Given exercise
Exclude the pictures; give every entry again exactly as written.

Dataset extract
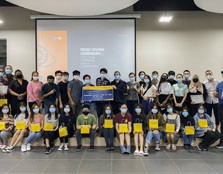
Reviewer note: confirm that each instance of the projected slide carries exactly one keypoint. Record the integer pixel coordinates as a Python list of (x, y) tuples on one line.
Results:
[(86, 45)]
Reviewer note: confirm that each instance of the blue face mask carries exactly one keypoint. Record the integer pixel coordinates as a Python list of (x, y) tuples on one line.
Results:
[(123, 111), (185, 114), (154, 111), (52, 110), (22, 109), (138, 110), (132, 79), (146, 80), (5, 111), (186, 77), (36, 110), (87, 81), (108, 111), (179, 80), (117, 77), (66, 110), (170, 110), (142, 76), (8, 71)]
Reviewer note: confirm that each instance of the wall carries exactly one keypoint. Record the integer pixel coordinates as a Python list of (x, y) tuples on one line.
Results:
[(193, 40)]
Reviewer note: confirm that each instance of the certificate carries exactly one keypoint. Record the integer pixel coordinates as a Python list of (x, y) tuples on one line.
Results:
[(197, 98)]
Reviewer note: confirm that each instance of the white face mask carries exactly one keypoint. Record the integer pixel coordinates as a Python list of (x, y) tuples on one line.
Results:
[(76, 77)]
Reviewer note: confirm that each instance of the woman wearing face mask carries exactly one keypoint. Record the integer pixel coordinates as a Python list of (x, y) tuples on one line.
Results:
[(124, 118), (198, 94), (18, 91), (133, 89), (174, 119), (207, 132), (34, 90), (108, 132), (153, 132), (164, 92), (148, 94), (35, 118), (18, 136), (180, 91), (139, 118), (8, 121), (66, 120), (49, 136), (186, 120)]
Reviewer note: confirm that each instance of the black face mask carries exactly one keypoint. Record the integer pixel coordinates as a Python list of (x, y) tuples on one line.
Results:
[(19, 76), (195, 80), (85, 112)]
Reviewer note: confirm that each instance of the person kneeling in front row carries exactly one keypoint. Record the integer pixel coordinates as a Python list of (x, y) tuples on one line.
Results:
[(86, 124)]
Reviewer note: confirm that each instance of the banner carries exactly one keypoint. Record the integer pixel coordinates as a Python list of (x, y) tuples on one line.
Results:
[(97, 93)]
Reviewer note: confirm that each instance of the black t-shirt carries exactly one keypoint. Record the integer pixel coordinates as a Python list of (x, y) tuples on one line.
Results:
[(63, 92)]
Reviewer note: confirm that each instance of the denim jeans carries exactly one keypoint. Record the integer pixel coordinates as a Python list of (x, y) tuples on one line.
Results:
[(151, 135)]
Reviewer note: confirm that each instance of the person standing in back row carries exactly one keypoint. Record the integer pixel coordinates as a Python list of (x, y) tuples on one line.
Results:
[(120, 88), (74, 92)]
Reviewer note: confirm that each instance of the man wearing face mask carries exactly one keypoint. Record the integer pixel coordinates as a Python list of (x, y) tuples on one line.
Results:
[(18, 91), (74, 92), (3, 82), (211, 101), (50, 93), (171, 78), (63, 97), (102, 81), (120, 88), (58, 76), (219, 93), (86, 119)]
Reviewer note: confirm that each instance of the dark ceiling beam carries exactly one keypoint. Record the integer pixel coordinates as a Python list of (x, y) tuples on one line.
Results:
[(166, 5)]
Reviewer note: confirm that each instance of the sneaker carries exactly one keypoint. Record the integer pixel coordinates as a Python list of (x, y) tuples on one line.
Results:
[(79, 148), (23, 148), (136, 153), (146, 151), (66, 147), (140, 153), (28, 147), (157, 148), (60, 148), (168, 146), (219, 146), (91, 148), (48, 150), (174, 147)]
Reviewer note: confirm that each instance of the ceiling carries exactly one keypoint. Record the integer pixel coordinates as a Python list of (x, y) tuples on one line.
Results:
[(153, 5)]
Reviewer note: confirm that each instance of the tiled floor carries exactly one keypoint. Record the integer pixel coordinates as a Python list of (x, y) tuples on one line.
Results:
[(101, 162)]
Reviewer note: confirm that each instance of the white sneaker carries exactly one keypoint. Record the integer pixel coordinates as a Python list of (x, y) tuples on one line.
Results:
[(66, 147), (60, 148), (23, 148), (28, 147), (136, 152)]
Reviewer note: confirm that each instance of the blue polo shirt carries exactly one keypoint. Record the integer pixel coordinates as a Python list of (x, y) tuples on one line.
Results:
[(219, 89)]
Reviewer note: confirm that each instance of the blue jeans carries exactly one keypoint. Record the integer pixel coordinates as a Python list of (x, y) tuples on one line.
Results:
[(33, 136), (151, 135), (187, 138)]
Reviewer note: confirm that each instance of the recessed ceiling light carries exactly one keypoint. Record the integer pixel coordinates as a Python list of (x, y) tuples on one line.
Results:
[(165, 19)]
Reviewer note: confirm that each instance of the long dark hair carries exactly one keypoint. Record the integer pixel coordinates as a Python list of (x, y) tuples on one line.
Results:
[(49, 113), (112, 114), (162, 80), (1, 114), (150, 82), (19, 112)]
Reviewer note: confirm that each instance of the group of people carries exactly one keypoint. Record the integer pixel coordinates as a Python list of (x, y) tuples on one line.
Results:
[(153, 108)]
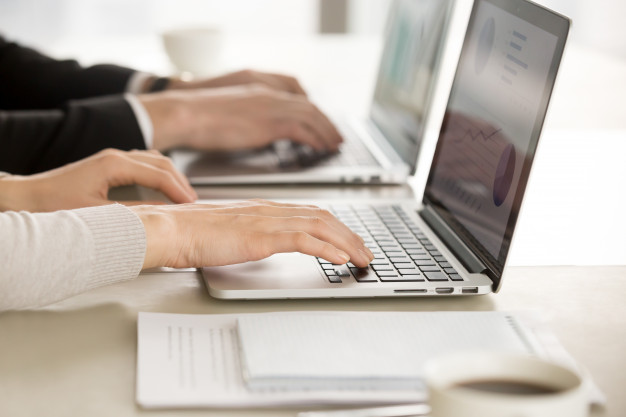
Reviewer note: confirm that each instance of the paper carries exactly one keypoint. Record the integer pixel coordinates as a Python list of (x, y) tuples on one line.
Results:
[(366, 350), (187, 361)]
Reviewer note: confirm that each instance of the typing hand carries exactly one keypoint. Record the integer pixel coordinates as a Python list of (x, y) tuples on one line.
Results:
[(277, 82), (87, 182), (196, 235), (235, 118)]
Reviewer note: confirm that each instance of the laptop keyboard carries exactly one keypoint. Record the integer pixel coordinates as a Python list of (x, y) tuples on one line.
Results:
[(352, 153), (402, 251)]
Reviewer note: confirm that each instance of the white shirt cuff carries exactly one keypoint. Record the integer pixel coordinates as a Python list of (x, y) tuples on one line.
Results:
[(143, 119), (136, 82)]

Exercise output
Reviewer note: confirm that each instance of the projected slide carries exactly one keypoint. Record the integer pixel coordinates as a Python list of (x, y) tuples on one line.
Results:
[(86, 45)]
Reviewer note: confirm that each instance of the blue face mask carries exactly one keypoint. Record the integer pixel coordinates as a Python list of (x, y) tuples on one line.
Results:
[(123, 111), (185, 114), (154, 111), (52, 110), (22, 109), (138, 110), (132, 79), (146, 80), (5, 111), (186, 77), (36, 110), (87, 81), (108, 111), (179, 80), (117, 77), (66, 110), (170, 110), (142, 76), (8, 71)]
Reviewer note: confirm that each instance of the wall carries exactly one keypoint. Record the integer pixel coordinates as a Python list of (x, y) tuples on one line.
Results:
[(193, 40)]
Reviewer note: confirm that each instance of the certificate carries exactly one keypoint. Record the integer pixel coordinates as a Python list of (x, y) tuples on one line.
Results:
[(197, 98)]
Reviewer note: confirm that each instance of the white face mask carries exactly one keypoint. Record the integer pixel coordinates as a Python list of (x, y) tuples on one line.
Results:
[(76, 77)]
Reviewer note: confirm that each instance of the woman wearing face mask carries exactly one keypoint. Record the integer pixel coordinates as a Python list of (x, y) tuples on one line.
Results:
[(124, 118), (198, 94), (18, 91), (133, 89), (174, 119), (207, 132), (34, 90), (108, 132), (153, 132), (164, 92), (148, 94), (35, 118), (18, 136), (180, 91), (139, 118), (8, 121), (66, 120), (49, 136), (186, 120)]
Reviewer note: confirm that each instance of the black face mask carries exactly one keypoint. Record the integer pixel coordinates as a Python list of (x, y) tuples on one line.
Results:
[(19, 76), (195, 80), (85, 112)]
Reviewer note: confirm that each instance of the person kneeling in front row carries exactly one keypoint. Record the integer pixel coordinates as a Python list of (x, y) tuples on one line.
Results:
[(86, 124)]
Reviewer note: confirm that each instance of the banner carries exactly one keypoint. Record the integer pixel coordinates as a Python list of (x, y) tuples on one line.
Results:
[(97, 93)]
Reviewer note: confirm that each instance of the black t-shirt carries exactly one keypoint. Record the integer pixel coordinates as a Python list of (x, y) tuples on one line.
Results:
[(63, 92)]
Reviewer note: confirm that each instance of the denim jeans carries exactly one keypoint. Record the integer pixel coordinates as a Python list of (x, y) tuples on one line.
Results:
[(151, 135)]
Reviewer note: confirm that each instance of the person standing in back row carries exactly one keypoint. Record the integer pixel coordinates as a Python list of (x, y) tuples on one line.
Results:
[(120, 88), (74, 92)]
Reviewer note: confirm that each instance of the man wearing face mask carries exactly one keypoint. Record the integer pixel coordinates as a Python list of (x, y) tuples on one line.
Results:
[(18, 91), (74, 92), (3, 82), (211, 101), (50, 93), (171, 78), (63, 97), (102, 81), (120, 88), (58, 76), (219, 93), (86, 119)]
Reviewer note: confirm that each instance of the dark ceiling beam carries exactly one keypoint. Record the integer pixel coordinates as a Python list of (x, y) tuples on one line.
Results:
[(166, 5)]
Reviewer note: confirm that each instance of the sneaker carries exactly one keypoint. Record the integer pixel coordinates as a Python list of (x, y) tuples on one line.
Results:
[(79, 148), (23, 148), (136, 153), (146, 151), (66, 147), (140, 153), (28, 147), (157, 148), (60, 148), (168, 146), (219, 146), (91, 148), (48, 150), (174, 147)]
Reviewer note: confirm that each instance of the ceiling carries exactly one keypoint. Record the integer pixel coordinates as a Python list of (x, y) tuples on one line.
Results:
[(153, 5)]
Reviewer note: confirm that each instance of the tiled floor carries exactly one keypoint. Record the integer pixel coordinates as a Python list of (x, y) tuples on one line.
Results:
[(101, 162)]
Reviewer note: confirm that each instance of the white sneaker carries exactly one keypoint. Record the integer pixel coordinates as a Python list of (x, y) tuples on one line.
Results:
[(66, 147), (60, 148), (23, 148), (28, 147), (136, 152)]
Reviewer note: confirm that each instance of the blue polo shirt carries exactly one keypoint. Record the integer pixel coordinates as a Python list of (x, y) tuples on one line.
Results:
[(219, 89)]
Reviewer note: confirm that each instance of the blue jeans carries exactly one keypoint. Record the integer pixel coordinates as a Python list of (x, y) tuples on one line.
Results:
[(33, 136), (151, 135), (187, 138)]
Reviewer note: confirm that each instance of the recessed ceiling light carries exactly one keypoint. Record the integer pixel coordinates as a Python list of (x, y) tuples on one line.
Results:
[(165, 19)]
Reviewer note: confirm that each instance of the long dark hair carries exactly one keypoint. Record the integer pixel coordinates as a Python list of (x, y) tuples on one line.
Results:
[(49, 113), (112, 114), (162, 80), (1, 114), (150, 82), (19, 112)]
Reviewer note: confirm that each instance of the group of people carries exactly one keypoint. Record the integer pixel coordinates as a Python list of (x, y) tuples on one line.
Results:
[(153, 108)]
Reviewer note: confirm that each instance of the paper carries exactly one keypoint. Record the integer pixel coordinates as a Python list of (x, y) tuples on one line.
Results:
[(366, 350), (187, 361)]
Reviewer note: confirm that each instance of the typing hand carries exactly one keypoint. Record the integer pixel coordinates as a Python list of (x, y) tuples on one line.
Results:
[(277, 82), (87, 182), (196, 235), (235, 118)]
Reviewer note: confirm that each instance of the laptop keyboard carries exactly one keypoint. Record the integer pixel coordinates as a Python list of (x, y) tuples on one line.
Results:
[(352, 153), (402, 251)]
Reviewer note: confirm that each instance of the white shirt cuff carries exactly one keypoint. Record the integer pixel coordinates as a Python list of (x, y) tuples on one line.
Results:
[(143, 119), (136, 82)]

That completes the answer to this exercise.